═════ PAGE EXTRACT ═════
Traders are eyeing Apple after its stock slid below a critical psychological threshold on Tuesday as shares entered a technical correction for the first time since August this month.
The shares, which failed to hold the US$180 support level last week, traded for less than $170 at various points during Tuesday’s session. Breaking through that level and holding there could presage a pullback to its October low of $165.67, according to Todd Sohn, managing director of ETF and technical strategy at Strategas Securities.
“Apple is one of the most influential stocks so it may see a bounce from here in the short-run after being oversold,” Sohn said over the phone. “But traders may still look to fade it at $180 because its trend has deteriorated so much.”
Shares of the Cupertino, California-based company have shed nearly 12% this year after closing at a record in December, erasing more than $300-billion in market value. That’s cost Apple its crown as the most valuable US company to Microsoft, as some of its Big Tech peers like Nvidia, Meta Platforms and Amazon.com keep rallying.
═════ GIVEN DATA ═════
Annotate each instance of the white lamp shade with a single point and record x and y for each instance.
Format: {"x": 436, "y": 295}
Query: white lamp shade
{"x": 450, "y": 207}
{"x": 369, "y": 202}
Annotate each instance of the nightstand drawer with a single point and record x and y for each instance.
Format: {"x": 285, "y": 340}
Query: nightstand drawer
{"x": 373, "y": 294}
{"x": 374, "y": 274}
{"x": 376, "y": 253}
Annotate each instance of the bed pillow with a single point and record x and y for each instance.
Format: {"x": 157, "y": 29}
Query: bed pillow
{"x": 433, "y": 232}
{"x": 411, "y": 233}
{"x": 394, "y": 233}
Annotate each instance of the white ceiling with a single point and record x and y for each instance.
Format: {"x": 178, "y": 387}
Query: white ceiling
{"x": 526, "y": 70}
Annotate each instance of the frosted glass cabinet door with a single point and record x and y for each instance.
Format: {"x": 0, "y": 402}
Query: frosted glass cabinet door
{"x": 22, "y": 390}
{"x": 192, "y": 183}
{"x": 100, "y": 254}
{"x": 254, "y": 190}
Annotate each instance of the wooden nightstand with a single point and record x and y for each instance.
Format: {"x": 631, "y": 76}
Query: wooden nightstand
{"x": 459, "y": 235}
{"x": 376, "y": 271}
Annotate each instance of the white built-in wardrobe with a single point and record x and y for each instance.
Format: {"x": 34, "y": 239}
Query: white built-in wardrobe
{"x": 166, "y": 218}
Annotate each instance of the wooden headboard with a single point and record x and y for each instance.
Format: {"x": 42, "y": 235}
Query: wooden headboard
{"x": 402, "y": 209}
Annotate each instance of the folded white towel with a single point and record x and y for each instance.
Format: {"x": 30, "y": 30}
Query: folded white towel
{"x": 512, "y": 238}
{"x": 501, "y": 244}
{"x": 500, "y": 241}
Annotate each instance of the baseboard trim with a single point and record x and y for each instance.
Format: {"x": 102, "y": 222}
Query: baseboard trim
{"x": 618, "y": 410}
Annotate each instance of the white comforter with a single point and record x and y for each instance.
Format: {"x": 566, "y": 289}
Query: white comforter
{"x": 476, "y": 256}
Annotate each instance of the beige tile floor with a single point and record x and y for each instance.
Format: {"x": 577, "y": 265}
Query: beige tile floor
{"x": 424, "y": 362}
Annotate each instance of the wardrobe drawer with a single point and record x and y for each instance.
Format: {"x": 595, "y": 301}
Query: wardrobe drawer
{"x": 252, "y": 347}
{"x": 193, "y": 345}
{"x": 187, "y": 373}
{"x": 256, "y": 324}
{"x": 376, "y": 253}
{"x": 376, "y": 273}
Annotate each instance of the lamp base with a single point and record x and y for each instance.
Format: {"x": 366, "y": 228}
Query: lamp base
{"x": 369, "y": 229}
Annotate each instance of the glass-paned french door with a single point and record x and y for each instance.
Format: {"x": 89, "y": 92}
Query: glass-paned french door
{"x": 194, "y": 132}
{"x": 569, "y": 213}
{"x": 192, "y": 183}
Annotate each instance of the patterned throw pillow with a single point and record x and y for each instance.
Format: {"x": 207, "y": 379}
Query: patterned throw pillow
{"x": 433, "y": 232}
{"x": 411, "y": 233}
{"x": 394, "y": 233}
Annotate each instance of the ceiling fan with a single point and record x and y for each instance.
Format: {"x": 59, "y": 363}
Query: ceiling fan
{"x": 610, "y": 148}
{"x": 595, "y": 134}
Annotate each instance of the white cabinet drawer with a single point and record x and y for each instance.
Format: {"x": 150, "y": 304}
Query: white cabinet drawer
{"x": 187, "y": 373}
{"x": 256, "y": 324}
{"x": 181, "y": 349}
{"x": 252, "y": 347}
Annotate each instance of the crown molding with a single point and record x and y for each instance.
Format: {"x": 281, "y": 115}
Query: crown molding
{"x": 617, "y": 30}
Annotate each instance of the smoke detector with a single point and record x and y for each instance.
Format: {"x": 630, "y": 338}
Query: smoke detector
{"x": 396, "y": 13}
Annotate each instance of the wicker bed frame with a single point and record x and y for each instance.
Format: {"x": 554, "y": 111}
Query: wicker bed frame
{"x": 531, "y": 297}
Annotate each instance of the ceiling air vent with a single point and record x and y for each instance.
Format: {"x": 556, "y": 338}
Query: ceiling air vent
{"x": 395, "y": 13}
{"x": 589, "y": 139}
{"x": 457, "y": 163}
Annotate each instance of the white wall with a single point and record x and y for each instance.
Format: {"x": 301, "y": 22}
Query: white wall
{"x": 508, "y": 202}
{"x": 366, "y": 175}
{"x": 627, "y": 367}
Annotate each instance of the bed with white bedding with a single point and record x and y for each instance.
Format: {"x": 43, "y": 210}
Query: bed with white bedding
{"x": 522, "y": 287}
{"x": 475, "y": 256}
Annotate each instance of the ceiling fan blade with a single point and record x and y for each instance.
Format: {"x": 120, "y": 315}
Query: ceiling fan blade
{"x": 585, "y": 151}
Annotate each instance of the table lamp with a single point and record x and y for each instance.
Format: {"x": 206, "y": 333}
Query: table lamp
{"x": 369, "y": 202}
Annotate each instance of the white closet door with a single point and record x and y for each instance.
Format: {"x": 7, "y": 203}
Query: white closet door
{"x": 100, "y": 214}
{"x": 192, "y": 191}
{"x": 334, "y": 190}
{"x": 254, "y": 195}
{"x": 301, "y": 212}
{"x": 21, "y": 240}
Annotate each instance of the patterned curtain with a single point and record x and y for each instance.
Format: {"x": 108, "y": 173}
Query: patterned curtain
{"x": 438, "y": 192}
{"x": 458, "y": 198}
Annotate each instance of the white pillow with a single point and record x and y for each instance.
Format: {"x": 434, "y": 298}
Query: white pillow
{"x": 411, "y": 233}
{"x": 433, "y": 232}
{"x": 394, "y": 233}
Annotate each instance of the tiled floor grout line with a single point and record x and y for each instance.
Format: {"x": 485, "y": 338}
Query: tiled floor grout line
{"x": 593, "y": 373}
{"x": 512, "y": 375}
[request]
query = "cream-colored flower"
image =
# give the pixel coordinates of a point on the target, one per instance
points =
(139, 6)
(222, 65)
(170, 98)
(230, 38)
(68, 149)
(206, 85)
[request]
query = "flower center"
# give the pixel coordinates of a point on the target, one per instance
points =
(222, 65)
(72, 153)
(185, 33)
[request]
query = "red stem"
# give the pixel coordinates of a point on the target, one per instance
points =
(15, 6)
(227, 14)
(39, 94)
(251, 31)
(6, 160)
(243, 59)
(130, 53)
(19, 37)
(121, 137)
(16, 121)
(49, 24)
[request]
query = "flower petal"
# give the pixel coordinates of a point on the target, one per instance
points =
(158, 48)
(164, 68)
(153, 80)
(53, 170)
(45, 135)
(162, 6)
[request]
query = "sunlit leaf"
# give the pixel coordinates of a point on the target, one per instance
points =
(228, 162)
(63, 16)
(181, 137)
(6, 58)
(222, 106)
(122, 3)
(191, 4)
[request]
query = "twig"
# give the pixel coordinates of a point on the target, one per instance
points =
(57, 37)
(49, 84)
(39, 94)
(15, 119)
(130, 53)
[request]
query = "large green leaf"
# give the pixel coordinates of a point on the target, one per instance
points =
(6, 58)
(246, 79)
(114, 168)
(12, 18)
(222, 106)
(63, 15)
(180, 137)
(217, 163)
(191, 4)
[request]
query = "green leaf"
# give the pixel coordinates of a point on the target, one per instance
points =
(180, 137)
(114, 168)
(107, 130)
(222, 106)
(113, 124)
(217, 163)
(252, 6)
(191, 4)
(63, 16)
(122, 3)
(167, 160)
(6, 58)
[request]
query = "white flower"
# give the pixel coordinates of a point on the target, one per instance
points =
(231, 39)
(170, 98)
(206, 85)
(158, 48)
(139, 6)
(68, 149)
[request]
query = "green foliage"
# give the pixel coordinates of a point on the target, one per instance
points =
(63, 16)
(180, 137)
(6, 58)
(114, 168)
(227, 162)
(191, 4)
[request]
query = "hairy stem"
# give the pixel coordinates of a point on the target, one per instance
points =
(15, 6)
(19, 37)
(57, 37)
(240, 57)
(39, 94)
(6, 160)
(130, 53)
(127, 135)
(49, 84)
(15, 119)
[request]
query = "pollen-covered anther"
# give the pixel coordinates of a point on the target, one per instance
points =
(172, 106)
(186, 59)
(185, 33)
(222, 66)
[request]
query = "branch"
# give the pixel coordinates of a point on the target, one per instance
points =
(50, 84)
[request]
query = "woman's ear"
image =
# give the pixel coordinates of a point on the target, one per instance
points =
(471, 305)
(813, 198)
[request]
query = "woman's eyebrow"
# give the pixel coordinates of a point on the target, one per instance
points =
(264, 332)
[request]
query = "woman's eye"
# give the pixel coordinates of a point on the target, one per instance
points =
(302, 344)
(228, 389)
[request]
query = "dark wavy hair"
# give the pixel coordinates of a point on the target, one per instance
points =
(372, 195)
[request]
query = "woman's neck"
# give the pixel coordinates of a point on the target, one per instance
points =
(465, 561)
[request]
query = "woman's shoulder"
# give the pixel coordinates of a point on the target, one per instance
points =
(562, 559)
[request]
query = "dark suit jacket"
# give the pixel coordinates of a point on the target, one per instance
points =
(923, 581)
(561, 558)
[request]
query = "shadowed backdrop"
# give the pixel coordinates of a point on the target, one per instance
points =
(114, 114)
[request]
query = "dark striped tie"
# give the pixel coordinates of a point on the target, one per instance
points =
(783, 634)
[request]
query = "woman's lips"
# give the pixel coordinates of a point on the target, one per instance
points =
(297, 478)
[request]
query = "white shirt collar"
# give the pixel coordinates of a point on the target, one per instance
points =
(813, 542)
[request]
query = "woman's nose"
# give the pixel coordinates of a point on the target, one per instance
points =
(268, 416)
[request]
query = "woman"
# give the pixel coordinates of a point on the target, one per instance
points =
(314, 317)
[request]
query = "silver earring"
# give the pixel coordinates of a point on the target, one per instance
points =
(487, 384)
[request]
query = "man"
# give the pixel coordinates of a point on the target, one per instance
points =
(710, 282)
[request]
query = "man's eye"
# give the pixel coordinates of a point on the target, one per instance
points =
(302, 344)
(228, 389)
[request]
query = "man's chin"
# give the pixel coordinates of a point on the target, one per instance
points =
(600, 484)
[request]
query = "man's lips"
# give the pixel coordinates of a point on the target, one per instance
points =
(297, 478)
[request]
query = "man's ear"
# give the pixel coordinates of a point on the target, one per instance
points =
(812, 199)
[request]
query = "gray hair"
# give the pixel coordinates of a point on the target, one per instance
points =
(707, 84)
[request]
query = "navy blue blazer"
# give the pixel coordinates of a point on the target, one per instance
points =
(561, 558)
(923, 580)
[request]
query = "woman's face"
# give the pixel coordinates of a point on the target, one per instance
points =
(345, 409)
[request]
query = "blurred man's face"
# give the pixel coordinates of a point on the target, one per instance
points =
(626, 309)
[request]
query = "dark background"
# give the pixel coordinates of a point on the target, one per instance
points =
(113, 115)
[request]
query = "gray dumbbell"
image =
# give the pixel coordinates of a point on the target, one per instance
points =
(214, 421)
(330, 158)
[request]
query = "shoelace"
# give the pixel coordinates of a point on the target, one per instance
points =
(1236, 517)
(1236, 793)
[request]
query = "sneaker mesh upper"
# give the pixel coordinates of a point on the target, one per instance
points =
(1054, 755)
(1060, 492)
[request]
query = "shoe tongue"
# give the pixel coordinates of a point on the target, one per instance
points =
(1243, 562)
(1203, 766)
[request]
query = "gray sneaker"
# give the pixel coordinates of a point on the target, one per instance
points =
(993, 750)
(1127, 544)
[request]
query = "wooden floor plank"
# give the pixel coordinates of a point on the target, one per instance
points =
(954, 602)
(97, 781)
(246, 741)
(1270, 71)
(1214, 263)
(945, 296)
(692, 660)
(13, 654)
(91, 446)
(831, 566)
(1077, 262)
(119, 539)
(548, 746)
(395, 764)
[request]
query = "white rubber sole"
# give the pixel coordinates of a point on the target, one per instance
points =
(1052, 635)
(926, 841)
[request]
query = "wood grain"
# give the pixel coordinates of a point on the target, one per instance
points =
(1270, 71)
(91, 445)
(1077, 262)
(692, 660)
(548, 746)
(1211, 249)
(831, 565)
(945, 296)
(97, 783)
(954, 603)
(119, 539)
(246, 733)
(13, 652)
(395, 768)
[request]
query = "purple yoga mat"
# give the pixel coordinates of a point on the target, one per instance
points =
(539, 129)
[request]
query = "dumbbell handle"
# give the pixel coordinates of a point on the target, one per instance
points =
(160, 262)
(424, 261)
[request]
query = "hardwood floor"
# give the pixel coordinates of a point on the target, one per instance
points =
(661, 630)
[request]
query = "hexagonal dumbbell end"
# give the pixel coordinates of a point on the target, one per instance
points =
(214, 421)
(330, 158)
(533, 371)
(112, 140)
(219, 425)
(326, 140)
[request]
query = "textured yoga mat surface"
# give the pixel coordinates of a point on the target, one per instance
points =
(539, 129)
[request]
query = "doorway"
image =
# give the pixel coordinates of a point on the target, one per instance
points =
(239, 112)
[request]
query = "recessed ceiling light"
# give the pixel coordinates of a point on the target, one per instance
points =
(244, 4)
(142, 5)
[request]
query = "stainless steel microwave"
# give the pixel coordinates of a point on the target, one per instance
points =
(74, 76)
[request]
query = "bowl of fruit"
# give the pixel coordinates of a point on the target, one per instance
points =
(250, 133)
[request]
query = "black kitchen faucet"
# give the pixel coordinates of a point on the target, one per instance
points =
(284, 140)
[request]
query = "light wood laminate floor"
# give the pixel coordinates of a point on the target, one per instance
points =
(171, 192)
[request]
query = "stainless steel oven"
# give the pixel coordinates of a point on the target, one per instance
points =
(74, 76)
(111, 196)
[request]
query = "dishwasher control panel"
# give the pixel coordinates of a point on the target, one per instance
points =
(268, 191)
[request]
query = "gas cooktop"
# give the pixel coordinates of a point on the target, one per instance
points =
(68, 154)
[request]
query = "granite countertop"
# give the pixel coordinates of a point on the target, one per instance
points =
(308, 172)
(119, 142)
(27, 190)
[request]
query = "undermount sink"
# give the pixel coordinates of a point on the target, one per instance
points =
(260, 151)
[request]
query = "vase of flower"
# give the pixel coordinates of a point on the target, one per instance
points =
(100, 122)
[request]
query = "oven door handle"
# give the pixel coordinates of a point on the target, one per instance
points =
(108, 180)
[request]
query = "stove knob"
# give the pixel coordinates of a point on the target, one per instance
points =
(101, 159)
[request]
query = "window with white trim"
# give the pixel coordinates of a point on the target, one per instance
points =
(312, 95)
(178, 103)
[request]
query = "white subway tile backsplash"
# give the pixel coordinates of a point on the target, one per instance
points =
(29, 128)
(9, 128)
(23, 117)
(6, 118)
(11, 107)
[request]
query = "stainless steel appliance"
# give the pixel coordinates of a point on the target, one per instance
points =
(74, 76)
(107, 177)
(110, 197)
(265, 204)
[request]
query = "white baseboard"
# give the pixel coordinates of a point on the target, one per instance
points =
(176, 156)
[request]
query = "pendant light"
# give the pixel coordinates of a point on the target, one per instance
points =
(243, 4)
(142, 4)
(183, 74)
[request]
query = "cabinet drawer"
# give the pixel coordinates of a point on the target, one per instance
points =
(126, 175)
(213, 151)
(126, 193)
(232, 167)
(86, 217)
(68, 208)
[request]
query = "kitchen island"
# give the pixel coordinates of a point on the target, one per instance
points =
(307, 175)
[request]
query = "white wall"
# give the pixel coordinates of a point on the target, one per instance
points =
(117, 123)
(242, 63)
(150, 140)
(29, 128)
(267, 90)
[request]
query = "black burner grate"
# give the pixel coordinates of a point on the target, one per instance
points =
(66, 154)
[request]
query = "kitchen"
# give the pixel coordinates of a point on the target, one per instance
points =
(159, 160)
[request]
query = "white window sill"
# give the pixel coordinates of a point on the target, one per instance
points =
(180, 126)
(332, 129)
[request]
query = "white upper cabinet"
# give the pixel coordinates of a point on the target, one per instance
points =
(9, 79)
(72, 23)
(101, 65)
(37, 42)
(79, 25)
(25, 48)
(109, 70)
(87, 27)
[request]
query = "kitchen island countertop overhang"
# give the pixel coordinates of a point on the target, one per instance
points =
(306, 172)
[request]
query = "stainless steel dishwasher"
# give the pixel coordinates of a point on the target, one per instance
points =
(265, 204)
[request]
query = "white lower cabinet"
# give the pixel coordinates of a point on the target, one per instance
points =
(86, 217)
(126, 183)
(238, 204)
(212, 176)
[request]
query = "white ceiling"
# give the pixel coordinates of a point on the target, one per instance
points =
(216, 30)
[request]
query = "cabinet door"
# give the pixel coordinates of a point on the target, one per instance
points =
═════
Reproduce the passage on Apple's stock from "The shares, which" to "at Strategas Securities.", substituting "price floor" for "support level".

OUTPUT FOR THIS TASK:
The shares, which failed to hold the US$180 price floor last week, traded for less than $170 at various points during Tuesday’s session. Breaking through that level and holding there could presage a pullback to its October low of $165.67, according to Todd Sohn, managing director of ETF and technical strategy at Strategas Securities.